▶ **Exercise task**
Rewrite the rows below, swapping each occurrence of "green shrub" for "leafy bush" and leaving everything else unchanged. Leave the pictures out.

▶ **Input material**
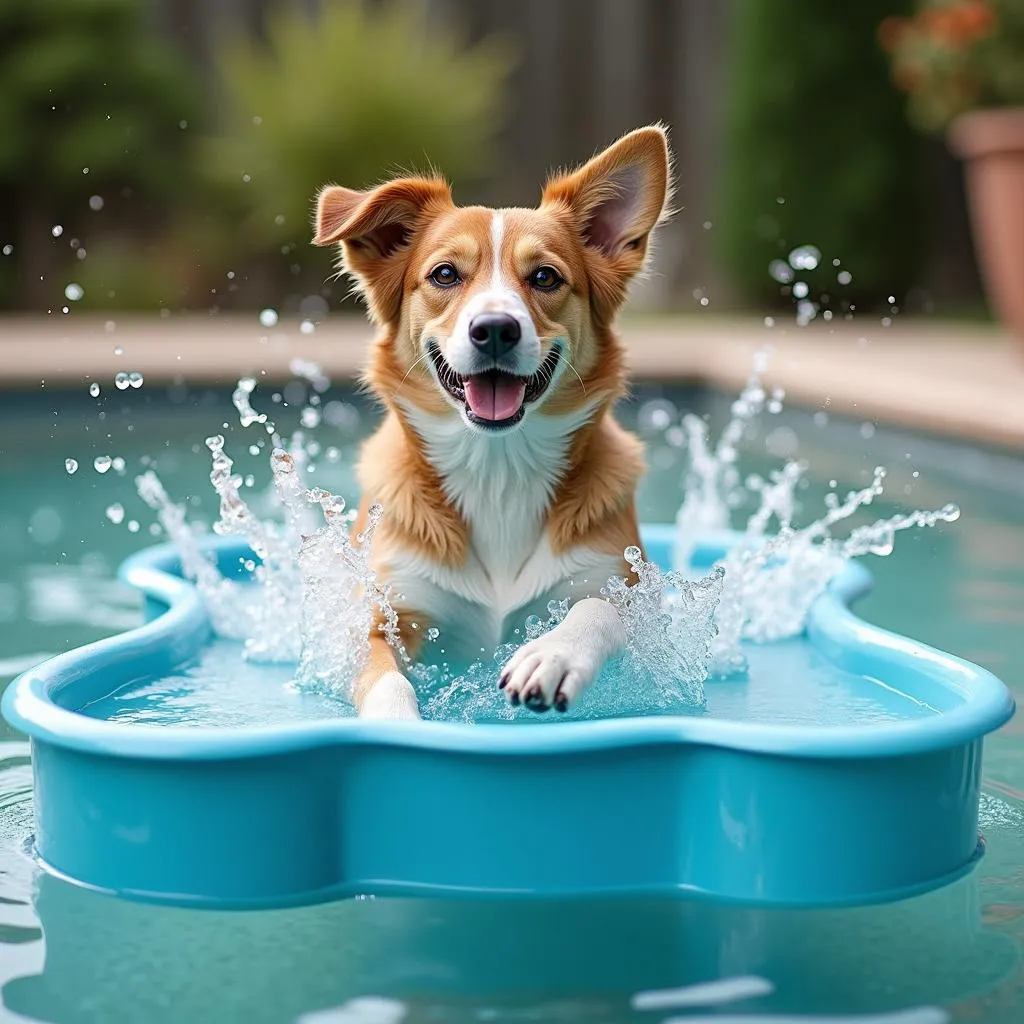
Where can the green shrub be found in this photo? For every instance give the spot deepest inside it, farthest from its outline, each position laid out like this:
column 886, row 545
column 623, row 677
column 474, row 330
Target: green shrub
column 813, row 121
column 91, row 103
column 346, row 96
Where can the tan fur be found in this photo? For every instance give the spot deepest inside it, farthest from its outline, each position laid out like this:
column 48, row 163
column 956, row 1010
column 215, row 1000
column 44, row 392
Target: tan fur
column 593, row 226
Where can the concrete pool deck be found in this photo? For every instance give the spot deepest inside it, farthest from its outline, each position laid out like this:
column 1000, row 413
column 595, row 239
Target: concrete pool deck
column 949, row 378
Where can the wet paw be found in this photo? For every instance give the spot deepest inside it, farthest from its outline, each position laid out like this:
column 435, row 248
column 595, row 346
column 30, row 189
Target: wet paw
column 546, row 673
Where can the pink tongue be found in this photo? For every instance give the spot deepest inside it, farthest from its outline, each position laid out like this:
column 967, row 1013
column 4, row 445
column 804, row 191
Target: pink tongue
column 494, row 396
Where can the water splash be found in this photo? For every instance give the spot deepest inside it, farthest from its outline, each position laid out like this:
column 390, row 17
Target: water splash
column 772, row 579
column 712, row 486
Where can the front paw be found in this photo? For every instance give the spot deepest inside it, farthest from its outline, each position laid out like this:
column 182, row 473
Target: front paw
column 390, row 697
column 546, row 673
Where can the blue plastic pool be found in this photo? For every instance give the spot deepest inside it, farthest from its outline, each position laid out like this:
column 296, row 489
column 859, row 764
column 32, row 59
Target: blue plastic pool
column 105, row 958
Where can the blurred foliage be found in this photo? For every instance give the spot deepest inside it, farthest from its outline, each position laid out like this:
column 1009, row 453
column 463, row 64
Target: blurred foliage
column 956, row 55
column 818, row 152
column 212, row 215
column 348, row 96
column 91, row 102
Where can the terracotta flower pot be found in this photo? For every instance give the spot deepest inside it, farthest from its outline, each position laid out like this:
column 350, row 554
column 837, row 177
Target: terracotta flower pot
column 991, row 143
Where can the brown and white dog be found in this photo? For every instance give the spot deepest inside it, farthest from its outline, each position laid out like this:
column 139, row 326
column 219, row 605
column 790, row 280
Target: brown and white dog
column 505, row 479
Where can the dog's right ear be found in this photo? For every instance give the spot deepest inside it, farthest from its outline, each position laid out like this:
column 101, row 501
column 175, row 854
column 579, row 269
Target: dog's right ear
column 376, row 229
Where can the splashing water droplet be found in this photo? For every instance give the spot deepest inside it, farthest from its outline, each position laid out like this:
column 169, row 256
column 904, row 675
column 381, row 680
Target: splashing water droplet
column 805, row 258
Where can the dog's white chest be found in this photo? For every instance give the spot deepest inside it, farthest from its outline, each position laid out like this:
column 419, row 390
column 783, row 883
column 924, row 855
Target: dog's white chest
column 503, row 487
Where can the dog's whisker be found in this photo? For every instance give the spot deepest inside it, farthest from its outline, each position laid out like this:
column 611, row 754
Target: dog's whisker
column 568, row 363
column 412, row 368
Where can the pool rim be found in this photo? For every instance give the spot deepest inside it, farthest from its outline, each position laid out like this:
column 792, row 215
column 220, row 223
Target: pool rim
column 30, row 707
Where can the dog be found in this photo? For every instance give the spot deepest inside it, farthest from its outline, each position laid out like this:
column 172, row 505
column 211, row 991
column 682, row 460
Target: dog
column 504, row 477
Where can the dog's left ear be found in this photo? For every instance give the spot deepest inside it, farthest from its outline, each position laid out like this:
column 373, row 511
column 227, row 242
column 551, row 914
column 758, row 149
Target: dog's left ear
column 615, row 201
column 377, row 229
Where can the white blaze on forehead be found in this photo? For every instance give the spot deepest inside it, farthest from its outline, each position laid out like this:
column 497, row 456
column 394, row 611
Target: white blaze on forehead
column 497, row 238
column 497, row 295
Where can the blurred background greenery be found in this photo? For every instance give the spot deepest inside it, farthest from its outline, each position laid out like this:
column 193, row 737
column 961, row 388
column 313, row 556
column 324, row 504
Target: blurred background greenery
column 162, row 155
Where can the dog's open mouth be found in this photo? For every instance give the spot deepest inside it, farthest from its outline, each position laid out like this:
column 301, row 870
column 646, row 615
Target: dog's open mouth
column 495, row 398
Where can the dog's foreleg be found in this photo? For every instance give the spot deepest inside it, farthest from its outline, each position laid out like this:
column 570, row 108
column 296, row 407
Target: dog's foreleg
column 553, row 670
column 381, row 689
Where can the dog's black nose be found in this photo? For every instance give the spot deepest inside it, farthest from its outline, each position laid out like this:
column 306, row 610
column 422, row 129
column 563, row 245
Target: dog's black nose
column 495, row 334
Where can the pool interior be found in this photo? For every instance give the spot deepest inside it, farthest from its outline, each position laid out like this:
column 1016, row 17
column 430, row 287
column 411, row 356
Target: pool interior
column 73, row 956
column 790, row 683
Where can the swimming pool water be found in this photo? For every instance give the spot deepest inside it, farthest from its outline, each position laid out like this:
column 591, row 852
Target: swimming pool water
column 790, row 683
column 960, row 588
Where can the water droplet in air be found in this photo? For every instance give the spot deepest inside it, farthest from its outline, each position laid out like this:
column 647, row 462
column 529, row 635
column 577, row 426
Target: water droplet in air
column 805, row 258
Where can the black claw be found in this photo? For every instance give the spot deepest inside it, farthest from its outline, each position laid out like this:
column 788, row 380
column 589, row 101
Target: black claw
column 535, row 699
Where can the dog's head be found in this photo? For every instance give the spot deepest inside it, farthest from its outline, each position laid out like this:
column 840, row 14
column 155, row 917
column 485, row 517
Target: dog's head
column 493, row 314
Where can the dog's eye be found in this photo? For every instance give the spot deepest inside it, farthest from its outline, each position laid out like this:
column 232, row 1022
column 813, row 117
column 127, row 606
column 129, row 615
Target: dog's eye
column 443, row 275
column 546, row 279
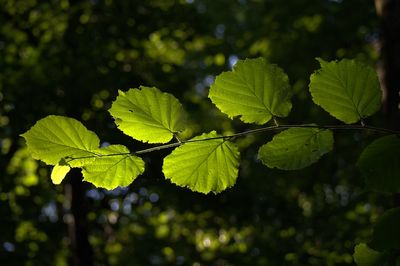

▶ **Response to the exercise**
Where can the leafy bush be found in this photo? For every instance give the spot deepest inside it, farthest from its outline, each position laid out like this:
column 886, row 545
column 623, row 677
column 474, row 330
Target: leafy bush
column 813, row 121
column 91, row 103
column 346, row 96
Where can the tan fur be found in this photo? For every instance give the spot deepest inside it, farthest from its outline, each position laid out like this:
column 48, row 163
column 956, row 1010
column 215, row 1000
column 44, row 392
Target: tan fur
column 593, row 226
Where can the concrete pool deck be found in this photo? For every instance give the spot deepest inside it, farthest from its outline, each position laid out like this:
column 1000, row 413
column 595, row 239
Target: concrete pool deck
column 949, row 378
Where can the wet paw be found in this photo? For every instance give the spot deepest inside it, farthest from its outline, each position laid out like this:
column 435, row 248
column 595, row 346
column 30, row 189
Target: wet paw
column 546, row 673
Where can the pink tongue be found in this photo? For every instance give the spot deepest inside it, farthest from its outline, each position laid out like this:
column 967, row 1013
column 4, row 445
column 804, row 191
Target: pink tongue
column 494, row 396
Where can the water splash be found in this photo? For every instance give the spot deepest inside it, farthest from its outline, each position laid out like this:
column 390, row 17
Target: water splash
column 772, row 579
column 712, row 486
Where can the front paw be found in this photo? For every instance give the spot deepest inside it, farthest from its outline, each position laid out like this:
column 182, row 473
Target: front paw
column 390, row 697
column 546, row 673
Where can the blue plastic pool be found in this photo? For every instance give the spot deepest inside it, farthest from its outline, each position laid out like this:
column 296, row 489
column 859, row 764
column 32, row 59
Target: blue plastic pool
column 105, row 958
Where can the blurred foliage be found in this photo? For every instance give the spot deepest inside it, farthest from its outline, each position laid out like this:
column 1009, row 453
column 463, row 64
Target: blurred foliage
column 956, row 55
column 818, row 152
column 212, row 215
column 348, row 96
column 91, row 102
Where can the terracotta flower pot be found in this photo? For every instance give the spot deepest inside it, farthest from its outline, each position laid out like this:
column 350, row 554
column 837, row 177
Target: terracotta flower pot
column 991, row 143
Where can the brown and white dog be found in this photo? For every instance give the spot deepest inside it, farthest from its outline, each position laid out like this:
column 139, row 326
column 219, row 605
column 790, row 280
Target: brown and white dog
column 505, row 479
Where can the dog's right ear be found in this photo? For every instance give the spot deepest inside it, farthest from its outline, each position laid out like this:
column 101, row 501
column 175, row 854
column 579, row 269
Target: dog's right ear
column 376, row 229
Where can the splashing water droplet be found in this photo? For every instance give the spot deepest inside it, farthest from its outline, each position laid out like this:
column 169, row 256
column 904, row 675
column 381, row 680
Target: splashing water droplet
column 805, row 258
Where can the dog's white chest be found in this photo? For every instance give the spot deepest inside it, farthest from its outline, each position laid out like this:
column 419, row 390
column 783, row 883
column 924, row 855
Target: dog's white chest
column 503, row 487
Where can the dog's whisker be found in this photo? For every instance give the spot deepest inside it, farthest from its outline, each position laid out like this:
column 611, row 754
Target: dog's whisker
column 568, row 363
column 412, row 368
Where can the pool rim be found in this photo? For every instance give the spot deepest inside it, farthest from its outline, each position laid out like this:
column 792, row 215
column 220, row 223
Target: pool rim
column 30, row 707
Where can the dog be found in this photo? For every instance give the spot deepest inside it, farthest from its outline, each position laid out like this:
column 172, row 505
column 211, row 991
column 682, row 460
Target: dog
column 504, row 477
Where can the dog's left ear be found in this photo? For every instance give the spot deepest inside it, farthest from its outline, each position laid out like this:
column 373, row 511
column 227, row 242
column 551, row 914
column 758, row 149
Target: dog's left ear
column 615, row 201
column 377, row 229
Where can the white blaze on forehead be found in this photo? For every instance give the spot deepest inside it, farthest from its outline, each position laid out like this:
column 497, row 456
column 394, row 611
Target: white blaze on forehead
column 497, row 238
column 497, row 295
Where can the blurred background greenery be found in this photo? For every instance give the spot deepest inside it, farthest from its outline, each position laid out like this:
column 193, row 737
column 961, row 388
column 313, row 556
column 324, row 504
Target: blurred background greenery
column 162, row 155
Where can the dog's open mouth be found in this photo? For every instance give the spot deepest inside it, farthest from its outline, each position laid out like this:
column 301, row 870
column 646, row 615
Target: dog's open mouth
column 495, row 398
Where can the dog's foreleg be found in this photo? For every instance give the spot deepest inside it, farthest from its outline, each position laid out like this:
column 570, row 108
column 296, row 407
Target: dog's foreleg
column 553, row 670
column 381, row 689
Where can the dog's black nose be found in this photo? For every instance give the spot deepest inside it, farthest from its outline, each position laid out like this:
column 306, row 610
column 422, row 129
column 563, row 245
Target: dog's black nose
column 495, row 334
Where can the pool interior be found in this photo? For every instance give the spot deepest inside it, farthest from its outline, each position laid out like this:
column 1016, row 17
column 430, row 287
column 411, row 356
Target: pool interior
column 73, row 956
column 790, row 683
Where can the swimming pool water be found in this photo? For every instance give the spot deepest inside it, farthest from its outline, each position laid out like this:
column 591, row 852
Target: swimming pool water
column 790, row 683
column 960, row 588
Where can the water droplet in air be found in this photo? For every instance give the spot deepest inside it, farthest from its outline, each position laid out like this:
column 647, row 462
column 529, row 635
column 577, row 426
Target: water droplet in air
column 805, row 258
Where can the black claw be found in this photo? For every instance give the spot deepest inside it, farthest from its outline, each position laid out like this:
column 788, row 380
column 589, row 101
Target: black claw
column 535, row 699
Where can the dog's head be found in this photo? For every instance give the spot deepest inside it, farthest from its outline, each position laid out like this:
column 840, row 14
column 155, row 917
column 485, row 517
Target: dog's head
column 493, row 314
Where can the dog's eye be found in this photo? For every instance give the spot deepest inside it, farthest from its outline, each position laid out like this:
column 232, row 1022
column 813, row 117
column 127, row 606
column 129, row 615
Target: dog's eye
column 443, row 275
column 546, row 279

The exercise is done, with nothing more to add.